▸ Task brief
Gather all lines in the data that hold the string "below".
──────────
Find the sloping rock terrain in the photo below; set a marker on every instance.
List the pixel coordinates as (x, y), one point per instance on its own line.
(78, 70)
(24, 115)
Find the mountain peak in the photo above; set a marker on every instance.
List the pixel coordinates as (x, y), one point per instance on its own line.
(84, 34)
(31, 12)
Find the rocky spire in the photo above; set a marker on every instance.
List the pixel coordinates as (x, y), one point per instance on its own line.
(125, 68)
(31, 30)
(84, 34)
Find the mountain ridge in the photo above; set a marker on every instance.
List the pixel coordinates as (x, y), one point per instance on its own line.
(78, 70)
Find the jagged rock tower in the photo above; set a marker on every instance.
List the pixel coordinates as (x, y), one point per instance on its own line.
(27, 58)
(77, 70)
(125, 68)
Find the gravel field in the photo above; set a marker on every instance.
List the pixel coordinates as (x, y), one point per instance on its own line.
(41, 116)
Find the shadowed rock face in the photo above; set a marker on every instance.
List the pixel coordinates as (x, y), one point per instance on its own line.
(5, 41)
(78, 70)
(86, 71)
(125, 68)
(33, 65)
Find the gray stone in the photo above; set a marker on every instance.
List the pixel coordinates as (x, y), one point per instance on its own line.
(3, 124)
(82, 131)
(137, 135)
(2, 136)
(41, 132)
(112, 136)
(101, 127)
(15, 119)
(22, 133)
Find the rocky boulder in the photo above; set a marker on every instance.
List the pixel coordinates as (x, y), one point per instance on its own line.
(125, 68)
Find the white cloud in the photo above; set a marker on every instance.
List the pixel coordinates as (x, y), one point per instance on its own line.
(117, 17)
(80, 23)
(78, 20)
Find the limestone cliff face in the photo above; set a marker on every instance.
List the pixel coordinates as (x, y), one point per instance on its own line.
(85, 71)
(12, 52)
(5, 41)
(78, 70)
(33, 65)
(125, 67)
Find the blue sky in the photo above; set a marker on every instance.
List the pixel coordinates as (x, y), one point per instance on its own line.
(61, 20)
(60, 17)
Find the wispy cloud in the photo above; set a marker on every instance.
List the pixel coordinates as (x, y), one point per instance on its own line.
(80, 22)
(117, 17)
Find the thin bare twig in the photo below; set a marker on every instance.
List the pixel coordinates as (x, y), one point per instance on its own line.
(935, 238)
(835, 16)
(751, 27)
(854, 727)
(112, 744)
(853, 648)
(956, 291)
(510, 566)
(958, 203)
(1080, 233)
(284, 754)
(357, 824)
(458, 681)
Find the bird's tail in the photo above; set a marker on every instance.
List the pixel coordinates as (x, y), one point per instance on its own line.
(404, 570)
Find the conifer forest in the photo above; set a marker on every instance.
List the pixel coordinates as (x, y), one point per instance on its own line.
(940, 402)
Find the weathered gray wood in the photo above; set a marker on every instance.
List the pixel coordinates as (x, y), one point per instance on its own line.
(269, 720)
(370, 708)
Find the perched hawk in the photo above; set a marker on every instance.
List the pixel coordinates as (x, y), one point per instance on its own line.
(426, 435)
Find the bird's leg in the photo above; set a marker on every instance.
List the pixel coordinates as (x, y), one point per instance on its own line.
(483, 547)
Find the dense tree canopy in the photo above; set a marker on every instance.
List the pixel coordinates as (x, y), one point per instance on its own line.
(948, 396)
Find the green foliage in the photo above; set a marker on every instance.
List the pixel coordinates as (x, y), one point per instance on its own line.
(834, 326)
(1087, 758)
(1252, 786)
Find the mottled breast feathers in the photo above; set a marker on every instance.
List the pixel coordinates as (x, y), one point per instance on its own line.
──────────
▸ Written reply
Find the sloping rock terrain in the photo below; set a marker on every instance.
Find the thin bare twig in the photo below; set a marker on every instance.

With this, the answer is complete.